PROMPT
Could you reproduce, exactly as written, every line from the one containing "Each <instance> block" through the last line of the records, and nothing else?

GIVEN RECORDS Block Start

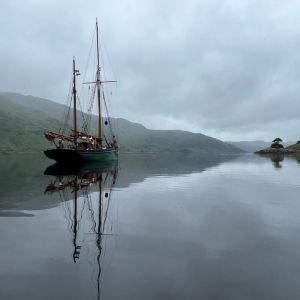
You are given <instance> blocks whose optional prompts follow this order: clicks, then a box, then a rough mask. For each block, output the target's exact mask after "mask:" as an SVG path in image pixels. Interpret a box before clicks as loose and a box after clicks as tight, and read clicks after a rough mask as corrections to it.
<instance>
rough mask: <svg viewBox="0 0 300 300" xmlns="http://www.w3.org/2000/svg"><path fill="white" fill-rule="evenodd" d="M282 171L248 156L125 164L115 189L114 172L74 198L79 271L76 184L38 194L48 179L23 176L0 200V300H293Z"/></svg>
mask: <svg viewBox="0 0 300 300" xmlns="http://www.w3.org/2000/svg"><path fill="white" fill-rule="evenodd" d="M280 164H281V168H278V167H276V165H274V159H273V160H272V159H271V158H268V157H260V156H256V155H243V156H240V157H224V158H212V157H211V158H210V159H206V160H204V161H201V159H198V161H197V160H193V159H192V158H187V159H186V161H185V160H184V159H181V160H178V158H174V157H173V158H169V159H166V160H165V161H164V162H162V161H157V160H156V161H155V159H154V158H153V157H152V158H149V156H138V157H136V156H129V157H123V158H121V160H120V163H119V165H118V166H117V173H118V174H117V177H116V180H115V184H114V185H113V186H112V188H111V182H112V181H111V180H112V176H111V175H112V173H110V175H109V176H108V178H109V179H108V180H107V181H106V182H105V184H104V182H103V186H102V188H100V186H99V180H96V181H94V182H90V183H89V184H88V185H87V186H86V188H85V187H84V188H82V189H79V190H78V193H77V205H78V206H77V220H78V224H79V225H78V228H77V229H78V230H77V231H76V234H77V241H76V242H77V245H79V246H80V251H79V252H80V255H79V258H78V259H77V260H76V263H74V259H73V253H74V243H73V242H74V230H73V229H74V197H75V193H74V186H73V189H72V185H71V188H68V190H67V189H63V190H62V191H60V192H58V193H51V194H49V193H46V194H44V191H45V189H46V187H47V186H48V185H49V184H51V183H53V182H55V180H56V177H55V176H51V175H43V173H44V169H43V170H41V172H40V173H39V172H38V171H39V168H40V164H37V168H36V169H35V171H33V170H31V171H30V170H28V177H26V172H25V171H24V172H23V171H22V170H21V169H20V170H19V171H18V172H19V173H21V174H22V176H23V177H22V179H17V178H15V180H19V183H18V184H17V185H18V186H22V185H23V184H24V185H25V186H24V187H23V189H22V191H23V193H25V194H26V196H25V197H24V198H22V199H21V198H19V197H21V195H22V193H21V191H18V190H13V189H12V190H11V191H9V189H8V187H7V186H6V187H3V191H1V198H0V213H1V214H0V236H1V244H0V253H1V256H0V266H1V268H0V298H1V299H99V298H100V299H239V300H240V299H242V300H243V299H297V298H298V297H299V296H300V260H299V256H300V238H299V232H300V218H299V216H300V202H299V196H298V195H299V192H300V182H299V180H298V178H299V174H300V168H299V166H300V165H299V164H298V161H297V159H296V158H294V157H285V158H284V159H283V160H281V161H280ZM46 166H47V165H45V168H46ZM8 169H9V168H7V170H8ZM180 170H182V172H180ZM7 172H9V171H7ZM18 172H17V171H16V170H15V169H14V170H11V173H10V174H8V173H7V175H8V176H11V177H10V178H12V177H13V176H15V174H17V173H18ZM99 172H100V173H98V177H97V176H94V177H95V178H98V179H99V178H100V177H99V175H101V174H102V176H103V178H104V177H105V176H106V174H107V173H109V172H108V171H107V170H105V171H103V170H102V171H101V170H100V171H99ZM12 173H13V174H14V175H13V174H12ZM94 173H95V172H94ZM94 173H93V174H94ZM83 174H85V175H83V176H82V174H81V175H79V177H78V176H77V179H76V180H78V178H79V179H80V178H81V179H82V178H84V180H86V172H83ZM89 174H91V173H89ZM2 176H3V174H2ZM84 176H85V177H84ZM89 178H90V179H91V178H92V177H91V176H90V177H89ZM63 180H64V181H63V182H74V177H72V176H67V177H63ZM68 180H69V181H68ZM72 180H73V181H72ZM32 181H34V184H33V183H32ZM76 182H78V181H76ZM85 182H86V181H85ZM56 183H58V184H59V181H58V182H56ZM26 184H27V185H26ZM100 190H101V191H102V195H104V197H103V198H102V200H101V201H102V202H101V203H102V206H101V207H103V209H102V212H103V213H104V212H106V217H105V216H104V214H103V218H102V220H104V219H105V220H106V223H105V224H106V225H105V227H104V228H102V229H101V239H102V242H101V251H99V247H98V246H97V238H99V235H98V234H97V232H96V233H95V230H93V228H94V229H95V228H97V225H98V221H99V218H98V216H99V203H100V202H99V199H100V195H101V193H100ZM105 193H107V194H108V195H109V197H110V200H111V202H110V204H109V207H108V206H107V205H108V201H107V198H105ZM30 196H32V198H30ZM8 199H9V200H10V201H11V203H10V204H7V201H8ZM45 203H46V204H45ZM106 208H107V209H106ZM14 213H15V214H16V215H14ZM5 214H7V215H5ZM102 224H103V223H102ZM98 245H99V244H98ZM100 252H101V257H100V264H98V261H97V259H98V255H99V253H100ZM99 265H100V267H101V276H100V277H98V276H99ZM98 279H99V280H98ZM98 282H99V289H98Z"/></svg>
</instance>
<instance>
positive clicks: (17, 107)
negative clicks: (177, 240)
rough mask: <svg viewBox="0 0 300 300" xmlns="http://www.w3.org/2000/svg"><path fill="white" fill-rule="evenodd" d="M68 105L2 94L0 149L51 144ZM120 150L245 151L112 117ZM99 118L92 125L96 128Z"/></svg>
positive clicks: (232, 153)
mask: <svg viewBox="0 0 300 300" xmlns="http://www.w3.org/2000/svg"><path fill="white" fill-rule="evenodd" d="M65 109H66V106H65V105H62V104H59V103H56V102H53V101H50V100H47V99H42V98H37V97H33V96H24V95H20V94H15V93H0V136H1V142H0V152H2V153H3V152H4V153H8V152H36V151H41V150H42V149H46V148H47V147H49V143H48V142H47V141H46V139H45V138H44V132H45V131H46V130H53V131H54V130H58V129H59V128H60V127H62V119H63V114H64V111H65ZM112 122H113V123H114V125H115V126H114V127H115V128H116V129H117V136H118V140H119V143H120V146H121V152H154V153H158V152H185V153H202V154H216V155H219V154H236V153H241V152H243V150H241V149H239V148H238V147H236V146H235V145H231V144H228V143H224V142H222V141H220V140H217V139H215V138H212V137H209V136H206V135H203V134H200V133H191V132H187V131H180V130H150V129H147V128H145V127H144V126H143V125H141V124H137V123H132V122H130V121H127V120H125V119H113V120H112ZM96 127H97V126H96V117H95V116H94V117H93V118H92V128H96Z"/></svg>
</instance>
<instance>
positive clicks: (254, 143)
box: [227, 141, 295, 153]
mask: <svg viewBox="0 0 300 300" xmlns="http://www.w3.org/2000/svg"><path fill="white" fill-rule="evenodd" d="M227 143H228V144H231V145H233V146H236V147H238V148H240V149H242V150H244V151H246V152H251V153H253V152H256V151H259V150H261V149H266V148H269V147H270V145H271V144H272V142H266V141H240V142H227ZM282 144H283V145H284V146H285V147H287V146H289V145H292V144H295V142H283V143H282Z"/></svg>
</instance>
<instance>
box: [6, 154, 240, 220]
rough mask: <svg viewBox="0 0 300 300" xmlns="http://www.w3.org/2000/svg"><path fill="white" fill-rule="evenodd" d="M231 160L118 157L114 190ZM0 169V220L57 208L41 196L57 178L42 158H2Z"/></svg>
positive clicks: (215, 158)
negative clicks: (49, 183) (116, 175)
mask: <svg viewBox="0 0 300 300" xmlns="http://www.w3.org/2000/svg"><path fill="white" fill-rule="evenodd" d="M235 158H236V156H199V155H187V154H178V155H160V156H159V155H142V154H134V155H133V154H131V155H121V156H120V158H119V163H118V164H119V167H118V168H119V177H118V182H117V184H116V187H117V188H124V187H128V186H129V185H130V184H132V183H138V182H142V181H144V180H145V179H146V178H147V177H151V176H158V175H167V176H177V175H181V174H189V173H194V172H203V171H205V170H206V169H208V168H211V167H214V166H217V165H219V164H221V163H222V162H225V161H230V160H232V159H235ZM0 165H1V171H2V172H1V175H0V176H1V188H0V216H15V217H16V216H25V215H26V216H30V215H32V214H34V213H33V212H32V211H34V210H39V209H47V208H51V207H55V206H57V205H59V204H60V199H59V197H49V195H48V194H46V195H44V191H45V187H46V186H47V185H48V184H49V182H50V181H51V180H52V179H51V176H52V175H57V174H55V172H56V171H57V170H56V169H55V165H54V166H53V165H51V161H50V160H48V159H46V158H44V156H42V155H40V156H37V155H19V156H11V155H6V156H2V158H1V160H0ZM49 165H50V166H49ZM91 167H93V166H90V165H89V166H85V167H82V166H81V167H80V168H81V169H78V168H77V169H76V168H74V169H68V170H67V169H65V170H64V172H65V174H64V175H72V174H73V175H74V174H77V173H78V172H86V171H87V172H88V171H90V169H91ZM94 167H95V166H94ZM44 173H45V174H44ZM67 173H69V174H67ZM49 176H50V177H49ZM22 211H23V212H22ZM24 211H25V212H24ZM26 211H31V212H30V213H28V212H26Z"/></svg>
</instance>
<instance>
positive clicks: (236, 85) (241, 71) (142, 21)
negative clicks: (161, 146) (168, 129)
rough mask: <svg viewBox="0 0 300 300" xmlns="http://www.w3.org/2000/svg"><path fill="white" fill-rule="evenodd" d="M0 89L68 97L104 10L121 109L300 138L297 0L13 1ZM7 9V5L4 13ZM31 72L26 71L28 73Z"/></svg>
mask: <svg viewBox="0 0 300 300" xmlns="http://www.w3.org/2000/svg"><path fill="white" fill-rule="evenodd" d="M0 6H1V7H0V8H1V11H2V14H3V18H1V21H0V22H1V27H0V28H1V29H0V33H1V36H2V44H3V45H4V46H2V47H1V49H0V55H1V57H0V58H1V65H2V66H4V67H3V68H1V70H0V78H1V82H0V89H1V90H3V91H7V90H10V91H17V92H23V93H29V94H34V95H37V96H42V97H46V98H51V99H55V100H56V101H63V100H64V98H65V95H66V93H67V88H68V83H69V75H70V61H71V59H72V56H73V55H76V56H77V57H78V58H79V59H78V63H79V65H80V66H82V68H83V66H84V65H85V61H84V60H85V58H86V57H87V52H88V49H89V41H90V39H91V30H92V29H93V25H94V20H95V17H96V16H97V17H99V19H100V23H101V32H102V36H103V40H104V46H103V47H104V48H106V49H107V52H108V53H109V56H110V60H111V61H112V63H113V68H114V73H115V74H116V76H117V79H118V81H119V83H118V99H117V105H118V107H119V108H118V111H119V112H120V115H121V116H123V117H126V118H128V119H130V120H133V121H139V122H142V123H144V124H145V125H146V126H149V127H152V128H165V127H168V128H181V129H188V130H192V131H200V130H201V131H202V132H204V133H206V134H214V135H215V136H216V137H219V138H226V139H228V138H229V139H239V138H240V137H243V136H247V137H248V138H249V139H257V138H265V139H270V138H272V137H273V136H274V135H278V131H280V133H282V136H283V138H286V139H298V135H297V134H298V133H297V128H298V127H300V118H299V116H298V113H297V112H298V111H299V109H300V102H299V101H298V93H299V82H300V81H299V80H300V72H299V71H298V70H300V68H299V66H300V54H298V51H297V49H299V46H300V38H299V36H298V28H299V26H300V21H299V18H298V15H299V10H300V4H298V3H297V1H286V2H284V3H283V2H280V1H271V0H267V1H263V2H261V1H258V0H255V1H250V0H248V1H232V0H231V1H230V0H225V1H216V0H214V1H208V0H204V1H196V0H188V1H185V2H184V3H183V2H180V1H177V0H176V1H163V2H160V1H158V0H157V1H150V0H144V1H137V0H125V1H122V2H121V3H120V1H110V2H103V3H98V2H97V1H90V3H88V4H87V3H86V2H85V1H82V0H80V1H77V3H74V2H72V1H70V0H68V1H65V2H64V3H63V4H62V3H61V2H60V1H58V0H56V1H48V0H45V1H43V3H42V4H41V3H40V2H39V1H33V0H31V1H27V2H26V5H25V4H24V3H23V2H22V1H18V0H15V1H10V2H9V3H2V4H1V5H0ZM4 12H6V13H4ZM24 73H26V76H25V79H24Z"/></svg>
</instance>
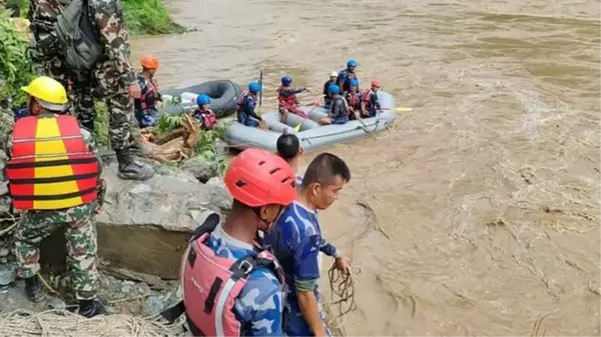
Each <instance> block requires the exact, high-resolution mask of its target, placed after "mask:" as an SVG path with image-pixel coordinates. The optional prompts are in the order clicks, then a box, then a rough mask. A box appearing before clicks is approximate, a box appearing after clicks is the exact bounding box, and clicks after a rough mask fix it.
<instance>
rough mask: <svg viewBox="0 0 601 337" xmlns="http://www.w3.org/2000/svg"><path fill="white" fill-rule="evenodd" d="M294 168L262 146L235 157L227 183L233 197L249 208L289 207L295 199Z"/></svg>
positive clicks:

GIVEN RECORDS Block End

RESPONSE FOR THIS EXERCISE
Each <instance> block requires the exact, high-resolution mask of its target, placed after "mask:" as an SVG path with image-pixel coordinates. The optional prompts are in the order clicks, then a box, then a rough mask. A box appearing before clicks is approximate, a box appearing after clicks is the exact bounding box, and clicks after a rough mask fix it.
<instance>
rough mask: <svg viewBox="0 0 601 337" xmlns="http://www.w3.org/2000/svg"><path fill="white" fill-rule="evenodd" d="M294 168L262 146L235 157L227 183L233 197L249 208L289 207L295 199Z"/></svg>
positive clicks:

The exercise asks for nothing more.